Copy the material below with every "integer pixels" changed to "whole-number pixels" and everything else left as it is. Don't include the pictures in your copy.

▶ **LISTED RECORDS**:
____
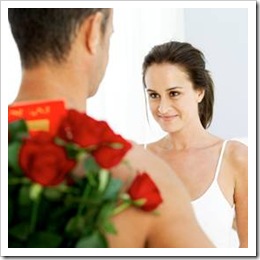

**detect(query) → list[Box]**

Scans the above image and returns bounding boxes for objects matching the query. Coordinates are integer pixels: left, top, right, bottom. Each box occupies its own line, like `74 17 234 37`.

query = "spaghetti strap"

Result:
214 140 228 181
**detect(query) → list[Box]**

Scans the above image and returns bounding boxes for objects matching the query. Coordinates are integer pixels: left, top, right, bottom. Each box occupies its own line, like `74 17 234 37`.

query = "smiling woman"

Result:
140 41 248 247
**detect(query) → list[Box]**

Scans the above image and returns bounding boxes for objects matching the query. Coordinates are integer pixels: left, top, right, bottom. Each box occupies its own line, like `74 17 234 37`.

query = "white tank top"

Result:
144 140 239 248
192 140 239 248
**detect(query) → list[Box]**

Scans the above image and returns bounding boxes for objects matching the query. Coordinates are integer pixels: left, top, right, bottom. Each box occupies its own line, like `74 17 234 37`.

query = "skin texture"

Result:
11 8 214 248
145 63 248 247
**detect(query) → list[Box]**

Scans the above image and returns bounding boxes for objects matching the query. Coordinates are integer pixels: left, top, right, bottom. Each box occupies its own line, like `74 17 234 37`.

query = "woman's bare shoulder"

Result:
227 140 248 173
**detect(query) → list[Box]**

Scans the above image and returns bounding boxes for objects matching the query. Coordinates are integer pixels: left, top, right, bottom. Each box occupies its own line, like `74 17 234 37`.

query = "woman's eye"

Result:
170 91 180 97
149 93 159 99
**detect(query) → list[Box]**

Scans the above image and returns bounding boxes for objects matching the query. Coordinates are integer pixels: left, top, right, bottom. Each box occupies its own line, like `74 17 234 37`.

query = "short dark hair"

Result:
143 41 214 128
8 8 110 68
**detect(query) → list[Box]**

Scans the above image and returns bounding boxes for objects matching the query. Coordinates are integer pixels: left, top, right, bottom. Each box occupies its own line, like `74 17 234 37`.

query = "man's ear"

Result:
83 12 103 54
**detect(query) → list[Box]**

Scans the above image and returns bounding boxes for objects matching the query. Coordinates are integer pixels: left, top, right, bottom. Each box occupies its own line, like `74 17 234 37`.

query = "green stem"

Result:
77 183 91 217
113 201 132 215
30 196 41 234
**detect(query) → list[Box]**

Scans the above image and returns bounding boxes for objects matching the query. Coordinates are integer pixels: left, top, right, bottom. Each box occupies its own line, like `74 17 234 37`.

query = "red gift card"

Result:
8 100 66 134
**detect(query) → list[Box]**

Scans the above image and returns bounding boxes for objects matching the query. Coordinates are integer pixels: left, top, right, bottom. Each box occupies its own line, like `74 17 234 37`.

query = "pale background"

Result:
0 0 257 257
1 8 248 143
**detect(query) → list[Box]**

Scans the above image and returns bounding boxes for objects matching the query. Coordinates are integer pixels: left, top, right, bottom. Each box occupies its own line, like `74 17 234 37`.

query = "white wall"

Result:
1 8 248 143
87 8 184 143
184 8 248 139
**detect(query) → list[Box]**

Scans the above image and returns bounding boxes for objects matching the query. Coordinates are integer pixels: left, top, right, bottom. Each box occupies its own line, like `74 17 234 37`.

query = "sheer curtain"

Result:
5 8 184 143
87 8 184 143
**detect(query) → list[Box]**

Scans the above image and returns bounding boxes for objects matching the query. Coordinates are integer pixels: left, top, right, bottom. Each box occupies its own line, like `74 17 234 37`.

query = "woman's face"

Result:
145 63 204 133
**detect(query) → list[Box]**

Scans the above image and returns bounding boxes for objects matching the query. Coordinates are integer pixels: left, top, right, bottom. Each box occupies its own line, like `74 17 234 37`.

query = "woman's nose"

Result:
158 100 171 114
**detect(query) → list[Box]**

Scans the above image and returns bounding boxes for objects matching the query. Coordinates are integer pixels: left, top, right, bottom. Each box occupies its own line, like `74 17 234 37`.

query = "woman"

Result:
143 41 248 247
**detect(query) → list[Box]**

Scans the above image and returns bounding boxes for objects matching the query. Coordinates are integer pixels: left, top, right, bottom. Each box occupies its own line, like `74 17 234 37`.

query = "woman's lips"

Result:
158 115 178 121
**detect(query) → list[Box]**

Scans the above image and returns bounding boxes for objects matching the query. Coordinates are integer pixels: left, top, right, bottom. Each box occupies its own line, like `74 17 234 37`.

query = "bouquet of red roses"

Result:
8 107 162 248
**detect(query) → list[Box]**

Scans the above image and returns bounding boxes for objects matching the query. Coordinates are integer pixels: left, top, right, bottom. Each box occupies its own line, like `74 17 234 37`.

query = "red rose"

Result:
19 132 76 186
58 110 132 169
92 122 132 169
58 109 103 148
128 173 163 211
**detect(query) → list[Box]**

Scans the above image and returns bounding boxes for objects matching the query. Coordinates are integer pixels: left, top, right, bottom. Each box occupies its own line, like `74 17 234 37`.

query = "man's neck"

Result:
____
▶ **THE ANSWER**:
**detect(query) → list[Box]**

Scans the above image and returns bounding boxes for objects matching the query. Coordinates are whole-number pixels: left, top, right, bottom. Each box occupies its own line, like `74 17 234 37`.

query = "spaghetti strap"

Result:
214 140 228 181
**detect(query) → list[Box]**

Scans the above image and returns bounding boxes for objects matching the query. Coordinates are whole-number pixels: left, top, right, bottom. Each box occupies its own line, like `74 17 234 37`.

query = "smiling woman"

Result:
140 41 248 247
**detect(query) → list[Box]**

Scans the above image and returns bounding boxes for objects matching the query. Coordinates are whole-number pixels: left, top, right, bottom. Each box occupies its own line, like `74 17 234 37`.

query = "white tank top"

Result:
144 140 239 248
192 140 239 248
**detect(query) → list[Box]**

Scans the above image and returns bounding boxes for objects matching the query. Coordinates are whole-number pixels: left, top, right, bottom. Each box occupies its own line, like `74 17 234 37`.

query = "skin texture"

Result:
11 8 214 248
145 63 248 247
**detect(query) → list[Box]**

Scans the above image and returns bounding boxes for objects matching the query. Coordinates are whole-number pixels: left, top, right, bottom. Each box occupies its own line, like `74 17 234 37`.

query = "woman's bare shoulder"

Result:
227 140 248 173
**detect(query) → list[Box]**

Scans the above image and returns bounding boxes for objects matching the query. Coordinates are whole-number pixels: left, top, right, bottom. Each box occupies its own line, like `74 17 234 37`.

query = "woman's eye"

Result:
170 91 180 97
149 93 159 99
**detect(query) → list[Box]**

Scans the above image and returns bounding boxes for objects matching the query. Coordinates are whole-number pixels: left, top, right, bottom. Each box occupies its own line, like `74 17 234 37`.

query = "short dark hair"

Result:
143 41 214 128
8 8 110 68
**detect(query) → list[Box]**

Scans the above image and returns bounding boxes for objects matching the query. Coordinates are whole-number pixels: left, top, right, bottom. Each box occupies its own line, like `74 17 234 37`.

query = "man's ear"

Result:
83 12 103 54
**detect(query) → list[Box]**

Scans the above image and returns bounding boxes for objects matching the query. Coordinates are whole-number pixels: left, top, right, bottom. Each box occupies its own line, like `74 17 234 37`.

query = "green stem"

Result:
77 183 91 217
113 201 132 215
30 196 41 234
**detect(query) → list[Box]**

Scans the above image and returns bounding boxes for objects matching the query. Coordinates are whole-number pixels: left, top, right, bottom. Each box occupies its own line, like `74 17 234 37`.

query = "red gift card"

Result:
8 100 66 134
**detect(query) → list[Box]**

Scans the above image and returns bounding boxes for objects matching the query. Coordinates are whole-number pixels: left, top, right, bottom. Each box occupies its own line, like `74 17 234 37`.

query = "pale background"

Result:
0 0 257 257
1 8 248 143
**detect(query) → list[Box]**

Scans the above image and returns bounding boxes for objects matching the query. Coordinates are whole-number pixels: left, top, right, bottom. Each box occupies its own line, like `74 17 234 37`.

query = "white wall"

Result:
1 8 248 143
87 8 184 143
184 8 248 139
**detect(query) → list[Box]**

Scans the above image and returns bounding boxes for objects matching the query. Coordinates are whole-number pixels: left, top, right, bottom. Each box occupies its own line, like `74 17 234 37`.

query = "sheer curtain"

Result:
5 8 184 143
87 8 184 143
**detect(query) → list[Box]**

Scans the above image and returns bounding boxes for objects matching the query. Coordinates are whole-number pixels: left, top, right, bottom. Each box occupies its own line, like `74 17 234 37`.

query = "woman's face"

Result:
145 63 204 133
**detect(query) → list[Box]**

Scans the above image and returns bounding boxes for objects matching the query. Coordinates are whole-number pixels: left, top, right, bottom. Each box occupies its own line, like `74 17 234 37`.

query = "woman's nose"

Result:
158 100 171 114
**detect(query) → list[Box]**

Scans the above image and returns bounding boxes for objects matching the query. Coordinates are whole-number pixels: left, top, right, bottom. Each box occupies its own line, like `74 17 234 37`.

query = "woman"

Result:
143 41 248 247
**detect(query) → list[Box]**

Scans the above image and returns bounding boxes for objects matching the query. Coordinates are whole-number pixels: left, top, right, bottom. Each box occupies its own line, like `74 17 234 37`.

query = "woman's lips"

Result:
158 115 178 121
**detect(query) → list[Box]**

Scans the above image and returns bounding boxes for objects matching the query. Coordinates are whole-number pixels: left, top, right, bottom. Each box occupies its own line, like `74 17 234 37`.

query = "bouquet of red roses"

Result:
8 107 162 248
**detect(query) → list[Box]**

Scans the above image and returns bounding boxes for objects matching the query. Coordinates are whole-number pixels: left, top, right, bottom. Each box occupies its own line, like `74 17 234 37`.

query = "red rose"

Result:
19 132 76 186
58 110 132 169
92 122 132 169
58 109 103 148
128 173 163 211
**detect(query) → list[Box]**

Scans the above image and returns bounding boxes for objects matching the query. Coordinates are whole-number pixels: left, top, right, bottom. Each box occupies its own line, like `74 17 234 37`.

query = "man's neck"

Result:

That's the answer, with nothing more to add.